[To do] Once you find the line in the listing below that contains "In the image provided above, locate horse's mane.", copy it and every following line exactly, stopping at the end.

(Dataset content Opens)

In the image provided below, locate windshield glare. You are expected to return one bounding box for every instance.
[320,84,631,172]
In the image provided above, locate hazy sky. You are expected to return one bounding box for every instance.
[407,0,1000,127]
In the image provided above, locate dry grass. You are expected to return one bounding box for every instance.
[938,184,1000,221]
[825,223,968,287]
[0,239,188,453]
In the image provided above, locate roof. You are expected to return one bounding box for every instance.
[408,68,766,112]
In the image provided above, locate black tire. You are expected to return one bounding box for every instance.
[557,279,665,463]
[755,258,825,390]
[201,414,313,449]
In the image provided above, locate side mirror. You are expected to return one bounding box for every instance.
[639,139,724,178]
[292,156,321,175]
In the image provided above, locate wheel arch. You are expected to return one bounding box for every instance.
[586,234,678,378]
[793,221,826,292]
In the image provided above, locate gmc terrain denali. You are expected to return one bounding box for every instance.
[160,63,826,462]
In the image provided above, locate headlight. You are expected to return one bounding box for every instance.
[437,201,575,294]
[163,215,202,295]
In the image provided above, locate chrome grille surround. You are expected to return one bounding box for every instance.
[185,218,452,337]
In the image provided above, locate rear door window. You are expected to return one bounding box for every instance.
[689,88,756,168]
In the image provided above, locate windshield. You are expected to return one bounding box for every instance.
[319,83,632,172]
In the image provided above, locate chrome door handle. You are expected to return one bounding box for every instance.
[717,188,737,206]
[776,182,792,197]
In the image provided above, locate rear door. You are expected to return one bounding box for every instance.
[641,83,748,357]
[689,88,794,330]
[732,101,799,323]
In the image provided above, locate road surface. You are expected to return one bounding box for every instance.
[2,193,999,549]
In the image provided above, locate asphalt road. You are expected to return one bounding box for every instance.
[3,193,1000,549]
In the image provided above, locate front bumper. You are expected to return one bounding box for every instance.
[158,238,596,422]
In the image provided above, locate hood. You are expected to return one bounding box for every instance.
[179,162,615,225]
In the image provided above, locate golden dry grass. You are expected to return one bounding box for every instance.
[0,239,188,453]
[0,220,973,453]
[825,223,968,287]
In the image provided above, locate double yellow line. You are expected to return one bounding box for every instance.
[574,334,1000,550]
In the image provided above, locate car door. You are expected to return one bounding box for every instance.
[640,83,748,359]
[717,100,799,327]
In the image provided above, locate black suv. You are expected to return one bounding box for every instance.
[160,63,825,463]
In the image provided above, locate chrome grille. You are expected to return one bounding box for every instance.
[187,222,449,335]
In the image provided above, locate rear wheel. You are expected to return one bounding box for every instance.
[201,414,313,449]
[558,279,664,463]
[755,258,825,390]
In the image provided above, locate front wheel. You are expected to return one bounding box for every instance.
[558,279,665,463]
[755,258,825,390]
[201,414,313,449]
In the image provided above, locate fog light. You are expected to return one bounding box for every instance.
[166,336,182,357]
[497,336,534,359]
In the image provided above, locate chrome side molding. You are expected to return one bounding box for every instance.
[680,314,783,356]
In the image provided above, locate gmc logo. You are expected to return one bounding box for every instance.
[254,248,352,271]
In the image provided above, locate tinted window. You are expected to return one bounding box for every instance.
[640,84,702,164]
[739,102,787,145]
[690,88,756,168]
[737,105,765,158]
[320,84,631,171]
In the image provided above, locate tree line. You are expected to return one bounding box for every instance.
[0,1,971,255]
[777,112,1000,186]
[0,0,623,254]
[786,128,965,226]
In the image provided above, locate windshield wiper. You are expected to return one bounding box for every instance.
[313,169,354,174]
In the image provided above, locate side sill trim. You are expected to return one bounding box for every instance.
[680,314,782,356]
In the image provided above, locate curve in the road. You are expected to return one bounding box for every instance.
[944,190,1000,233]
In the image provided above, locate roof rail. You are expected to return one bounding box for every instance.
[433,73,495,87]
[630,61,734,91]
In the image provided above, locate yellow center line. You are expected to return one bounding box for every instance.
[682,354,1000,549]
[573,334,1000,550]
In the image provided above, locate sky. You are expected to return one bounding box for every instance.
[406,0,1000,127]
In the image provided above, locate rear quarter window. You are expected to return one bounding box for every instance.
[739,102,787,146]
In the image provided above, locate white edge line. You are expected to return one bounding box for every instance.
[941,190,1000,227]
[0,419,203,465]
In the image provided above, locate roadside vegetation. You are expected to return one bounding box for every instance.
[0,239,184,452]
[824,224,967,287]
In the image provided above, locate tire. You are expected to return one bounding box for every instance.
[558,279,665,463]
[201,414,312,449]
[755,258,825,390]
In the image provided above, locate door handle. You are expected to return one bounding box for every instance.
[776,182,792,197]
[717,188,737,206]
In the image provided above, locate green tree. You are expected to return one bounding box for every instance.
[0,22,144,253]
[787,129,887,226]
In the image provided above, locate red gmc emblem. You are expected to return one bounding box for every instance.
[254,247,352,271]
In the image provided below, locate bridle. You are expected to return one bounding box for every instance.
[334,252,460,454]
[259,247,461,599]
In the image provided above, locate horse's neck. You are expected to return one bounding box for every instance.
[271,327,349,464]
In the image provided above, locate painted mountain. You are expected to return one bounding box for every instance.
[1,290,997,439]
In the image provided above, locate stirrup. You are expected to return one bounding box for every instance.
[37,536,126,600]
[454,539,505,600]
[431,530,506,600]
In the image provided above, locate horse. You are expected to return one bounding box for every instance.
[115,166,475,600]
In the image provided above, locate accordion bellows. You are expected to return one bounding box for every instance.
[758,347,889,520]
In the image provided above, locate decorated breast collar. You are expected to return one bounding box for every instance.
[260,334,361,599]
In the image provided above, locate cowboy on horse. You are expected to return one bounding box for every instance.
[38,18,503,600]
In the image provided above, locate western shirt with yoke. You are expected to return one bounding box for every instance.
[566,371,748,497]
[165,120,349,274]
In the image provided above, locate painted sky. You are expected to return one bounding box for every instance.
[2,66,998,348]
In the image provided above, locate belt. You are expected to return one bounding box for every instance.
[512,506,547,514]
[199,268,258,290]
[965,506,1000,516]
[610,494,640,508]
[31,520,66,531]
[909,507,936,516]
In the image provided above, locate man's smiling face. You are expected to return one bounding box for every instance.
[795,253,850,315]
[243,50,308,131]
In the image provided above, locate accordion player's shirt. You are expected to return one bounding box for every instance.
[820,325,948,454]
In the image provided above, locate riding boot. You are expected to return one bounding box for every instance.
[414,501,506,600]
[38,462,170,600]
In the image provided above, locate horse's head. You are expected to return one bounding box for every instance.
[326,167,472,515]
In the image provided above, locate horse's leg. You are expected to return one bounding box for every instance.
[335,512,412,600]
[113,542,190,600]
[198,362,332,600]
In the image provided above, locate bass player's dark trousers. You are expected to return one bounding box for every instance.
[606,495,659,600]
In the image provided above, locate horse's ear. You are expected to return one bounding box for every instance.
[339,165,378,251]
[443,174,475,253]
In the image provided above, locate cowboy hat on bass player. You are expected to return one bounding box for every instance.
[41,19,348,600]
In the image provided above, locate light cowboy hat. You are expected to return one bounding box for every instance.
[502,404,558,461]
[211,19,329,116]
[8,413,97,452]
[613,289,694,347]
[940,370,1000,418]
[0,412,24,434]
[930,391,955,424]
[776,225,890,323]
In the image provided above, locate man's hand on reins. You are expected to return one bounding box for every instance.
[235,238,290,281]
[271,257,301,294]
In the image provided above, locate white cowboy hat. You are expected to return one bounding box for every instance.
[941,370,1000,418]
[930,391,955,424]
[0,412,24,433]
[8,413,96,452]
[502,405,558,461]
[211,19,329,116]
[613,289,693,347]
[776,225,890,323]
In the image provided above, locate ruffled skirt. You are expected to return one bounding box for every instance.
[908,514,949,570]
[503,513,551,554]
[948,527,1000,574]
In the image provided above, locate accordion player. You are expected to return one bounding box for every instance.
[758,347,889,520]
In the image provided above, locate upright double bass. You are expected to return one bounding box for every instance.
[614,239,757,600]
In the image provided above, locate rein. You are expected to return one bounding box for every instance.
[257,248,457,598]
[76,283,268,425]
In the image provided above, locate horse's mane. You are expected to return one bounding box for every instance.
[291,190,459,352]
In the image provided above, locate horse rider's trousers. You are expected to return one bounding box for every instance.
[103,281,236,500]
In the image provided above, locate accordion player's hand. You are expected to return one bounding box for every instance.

(Dataset content Closes)

[Result below]
In the image provided above, locate horse's mane. You are expected to return one bounding box for every instance.
[291,190,459,352]
In the image provided above, locate horse rider's trousers. You are expected to return one bounding box for every instance.
[103,281,236,500]
In the image provided above, locate accordion player's hand. You are expected to return one bounding box for every instance.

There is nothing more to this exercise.